Location identification items
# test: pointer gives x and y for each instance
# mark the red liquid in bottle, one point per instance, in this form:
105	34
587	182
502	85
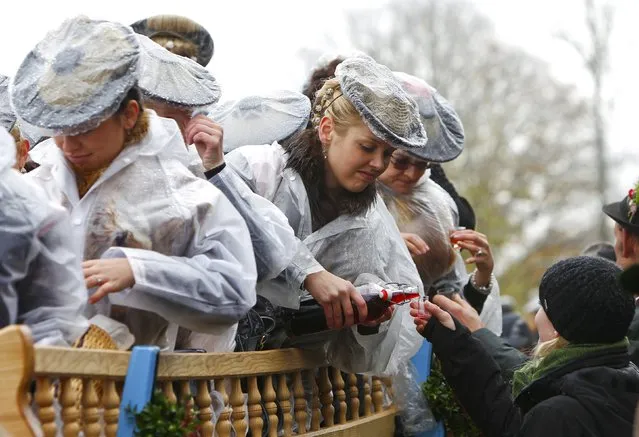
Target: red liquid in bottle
377	299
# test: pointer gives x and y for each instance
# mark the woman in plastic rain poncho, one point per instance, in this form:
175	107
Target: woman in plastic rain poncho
163	248
426	214
181	89
41	282
323	180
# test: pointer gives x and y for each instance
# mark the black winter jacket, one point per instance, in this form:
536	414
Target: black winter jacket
595	396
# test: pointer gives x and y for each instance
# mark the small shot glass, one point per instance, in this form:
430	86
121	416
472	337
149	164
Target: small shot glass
421	306
453	241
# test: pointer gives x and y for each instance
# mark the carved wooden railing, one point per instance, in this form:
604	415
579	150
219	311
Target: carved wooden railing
253	386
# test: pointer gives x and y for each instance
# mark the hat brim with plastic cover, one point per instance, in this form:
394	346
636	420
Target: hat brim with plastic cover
174	79
388	111
262	119
76	77
174	26
7	116
443	126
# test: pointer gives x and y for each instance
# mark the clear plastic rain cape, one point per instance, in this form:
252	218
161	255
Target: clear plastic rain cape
42	284
188	247
348	247
7	117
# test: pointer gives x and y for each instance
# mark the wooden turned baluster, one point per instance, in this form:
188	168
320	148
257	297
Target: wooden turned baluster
203	401
70	413
256	423
354	395
237	403
368	400
169	393
44	401
326	397
340	395
284	398
90	413
315	403
378	394
268	395
300	403
223	426
111	404
187	399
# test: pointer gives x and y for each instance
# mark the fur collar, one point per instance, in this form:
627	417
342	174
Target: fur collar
305	157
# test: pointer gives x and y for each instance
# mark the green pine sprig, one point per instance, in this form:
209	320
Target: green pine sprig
444	404
161	418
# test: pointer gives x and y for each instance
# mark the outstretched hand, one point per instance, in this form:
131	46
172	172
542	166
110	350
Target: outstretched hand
423	315
208	138
337	297
108	275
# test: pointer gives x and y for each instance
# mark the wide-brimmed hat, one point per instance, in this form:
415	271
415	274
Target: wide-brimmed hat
261	119
174	79
443	126
624	212
388	111
175	27
76	77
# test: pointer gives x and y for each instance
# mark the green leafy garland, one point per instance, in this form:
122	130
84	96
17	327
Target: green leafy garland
444	405
161	418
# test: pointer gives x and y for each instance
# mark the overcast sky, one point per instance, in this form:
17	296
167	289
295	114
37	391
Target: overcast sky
257	44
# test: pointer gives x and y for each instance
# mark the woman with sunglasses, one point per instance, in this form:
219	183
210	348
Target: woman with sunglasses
427	215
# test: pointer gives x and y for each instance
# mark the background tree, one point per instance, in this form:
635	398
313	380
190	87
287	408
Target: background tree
596	59
528	164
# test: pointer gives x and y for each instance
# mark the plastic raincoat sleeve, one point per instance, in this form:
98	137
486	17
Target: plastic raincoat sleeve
46	283
274	242
206	290
261	176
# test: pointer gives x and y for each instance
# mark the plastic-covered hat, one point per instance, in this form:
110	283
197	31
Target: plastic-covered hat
625	211
388	111
7	150
76	77
261	119
443	126
7	117
172	28
174	79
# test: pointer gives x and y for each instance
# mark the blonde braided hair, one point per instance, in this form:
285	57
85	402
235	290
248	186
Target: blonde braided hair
331	102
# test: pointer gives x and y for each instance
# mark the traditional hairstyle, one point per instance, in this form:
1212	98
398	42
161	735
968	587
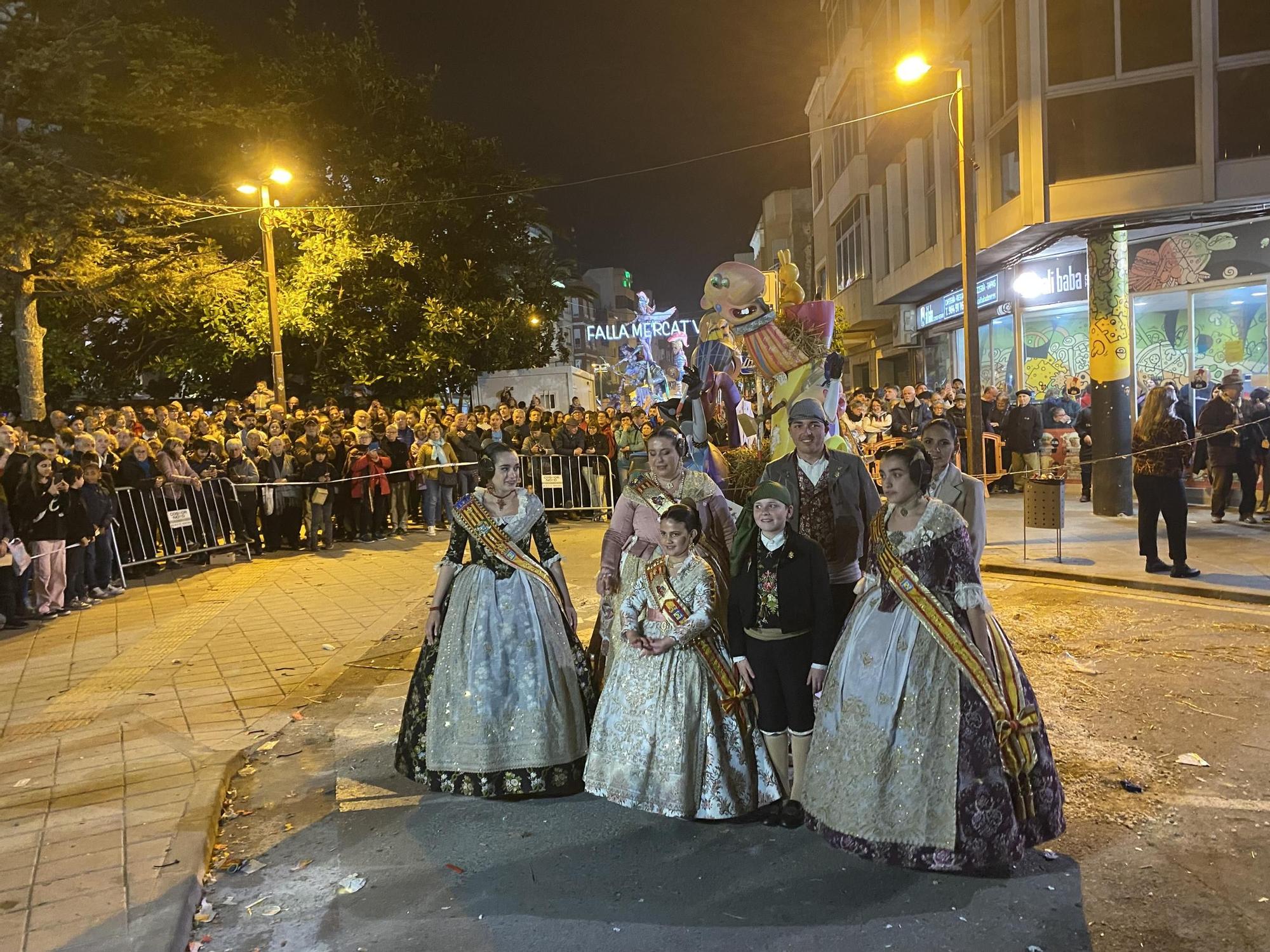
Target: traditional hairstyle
685	516
487	463
669	431
919	463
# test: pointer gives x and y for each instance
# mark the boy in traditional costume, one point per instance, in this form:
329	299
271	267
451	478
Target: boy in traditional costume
782	630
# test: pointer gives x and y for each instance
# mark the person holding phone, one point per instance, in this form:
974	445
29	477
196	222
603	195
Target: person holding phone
43	525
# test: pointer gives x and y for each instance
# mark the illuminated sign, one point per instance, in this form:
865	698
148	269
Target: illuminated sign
952	305
641	329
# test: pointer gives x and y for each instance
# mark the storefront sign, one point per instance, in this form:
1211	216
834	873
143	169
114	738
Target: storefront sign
944	309
1053	281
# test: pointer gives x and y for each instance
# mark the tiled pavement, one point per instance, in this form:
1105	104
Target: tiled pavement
120	725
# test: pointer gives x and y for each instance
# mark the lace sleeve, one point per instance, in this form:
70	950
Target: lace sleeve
458	544
704	595
634	605
548	554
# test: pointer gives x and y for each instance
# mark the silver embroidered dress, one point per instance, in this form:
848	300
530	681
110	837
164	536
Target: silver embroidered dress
662	741
501	703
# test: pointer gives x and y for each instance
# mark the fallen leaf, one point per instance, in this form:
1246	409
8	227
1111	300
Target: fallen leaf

INSTRUCTIONS FOR THE TASK
Restate the data above word for word. Do not include the images.

WRITTEN SOLUTION
# test: pointer gives x and y for each instance
# mark the red liquid in bottle, one point per instance, in this form:
105	34
587	182
502	85
Target: red liquid in bottle
377	299
# test: pointer gives x and y for each instance
# mark the woman in plastic rain poncho, one point per instance, in this form:
175	107
Target: woman in plastic rain poncho
163	248
426	214
181	89
41	282
323	180
# test: pointer gives x and y for each instance
# mark the black winter jacket, one point per instance, in this form:
536	414
Target: black winter jacket
595	396
# test: pointer gives x and y for each instance
# mark the small shot glass, one point per instance, in this form:
430	86
121	416
472	337
149	164
Target: small shot glass
421	306
453	241
# test: pointer gives x and y for each instance
# mark the carved wooden railing, one point per instance, in this form:
604	415
579	150
219	311
Target: carved wooden railing
253	386
# test: pointer gives x and y for each instance
# mark the hat brim with plastic cover, one point per instance, in this form:
394	346
636	420
Target: hat brim with plastic cover
174	79
388	111
262	119
76	77
174	26
7	116
443	126
# test: pointer gives x and y for each instance
# mark the clear plastic rain cape, one point per instance, in this form:
252	218
161	255
Target: clear plastic rain cape
42	284
188	247
348	247
7	117
# test: pointer gives x and y for each instance
# mark the wooden turned baluster, one point per instance, in this form:
188	168
320	148
257	297
Target: wooden turned baluster
203	401
70	413
256	423
354	395
237	403
368	400
169	393
44	401
326	397
340	395
284	398
90	413
315	403
378	394
268	395
300	403
223	426
111	404
187	399
# test: pointer gives x and y for each instance
# mark the fur collar, one point per instance, in this form:
627	417
342	174
Target: fur collar
305	157
# test: pointer gives x and y for each instance
# mark the green pine sprig, one point per instance, in this form:
209	320
Target: green pine sprig
444	404
161	418
# test: pointer gives x and y for each instance
# mark the outstretched hand, one point per instance, in this form:
131	46
172	172
542	166
110	350
Target: outstretched hand
423	315
208	138
337	297
108	275
# test: pointer gives x and y for each instance
# mark the wide-brimmed hat, one point per instance, in this form:
415	271
415	274
Target: wide-brimmed hat
261	119
174	79
443	126
624	212
388	111
175	27
76	77
# test: pointer gives x and y for each instance
# mark the green leafy garland, one point per instance, in this form:
122	130
84	96
17	327
Target: green leafy garland
444	405
161	418
# test: pointer gives x and y for each instance
# mark the overcast sky, one point per instance, in this form:
17	296
167	289
295	114
37	391
Target: overcast sky
257	44
# test: pointer gives x and y for each instance
# mark the woman with sunglasses, one point per instance, in this form:
219	183
210	348
Target: woman with sunglasses
427	215
# test: pointer gives x and y for each instance
# mark the background tree, one point per instance, in this form:
635	398
313	380
190	87
287	408
Target: background tree
596	59
528	164
# test: pointer gives x and y for each instance
# mark the plastic raincoat sleeve, one point per instance, in this form:
98	137
486	17
Target: plastic raincoat sleeve
46	283
274	242
206	290
261	176
# test: pointer gives x and y for each instance
# mark the plastic-covered hat, one point per instance, in this form:
110	283
197	31
Target: plastic-covered hat
625	211
388	111
7	150
76	77
261	119
443	126
7	117
172	28
174	79
# test: pointer gives x and y for each instance
# mark the blonde braided hair, one point per instance, in this form:
285	57
85	402
235	290
248	186
Target: blonde braided hair
331	102
# test: pointer gives x and y for each instance
# mark the traditional hairstyle, one point per instance, in this form:
1212	98
398	42
161	735
968	587
Target: traditional hairstyle
685	516
487	463
669	431
919	463
# test: pointer gives x and y for each instance
# mark the boy in traditional costume, one point per instance, in this form:
329	299
271	267
451	478
Target: boy in traditional costume
782	630
# test: pointer gives x and y for each instance
# mark the person holding phone, one point per instance, in this form:
974	445
29	477
196	222
603	195
Target: person holding phone
43	525
# test: pointer gives x and y for each instance
# mark the illuminated sign, one point per instance, in this form:
865	698
148	269
Target: illuminated sign
952	305
641	329
# test: pointer gives x and y for each instance
# mark the storefront sign, one point per instance, in this form:
1211	216
834	873
143	169
114	738
Target: storefront sign
944	309
1053	281
# test: pointer gives x and y for each instance
# mark the tiled pavement, one point per instance, in this form:
1105	104
Target: tiled pavement
120	725
# test: pointer gives x and y for each instance
# mark the lace sleeve, one point per instance, in this form:
70	950
Target: lace sleeve
458	544
704	595
634	605
548	554
# test: pointer gives x and y for each instance
# mark the silver embroidered dress, one point per instance, in this form:
848	300
530	681
110	837
164	536
Target: silver embroidered dress
662	741
501	703
# test: pointer gives x and y for each instance
# mark the fallen leaf, one point per instance, in this form:
1246	409
8	227
1111	300
Target: fallen leaf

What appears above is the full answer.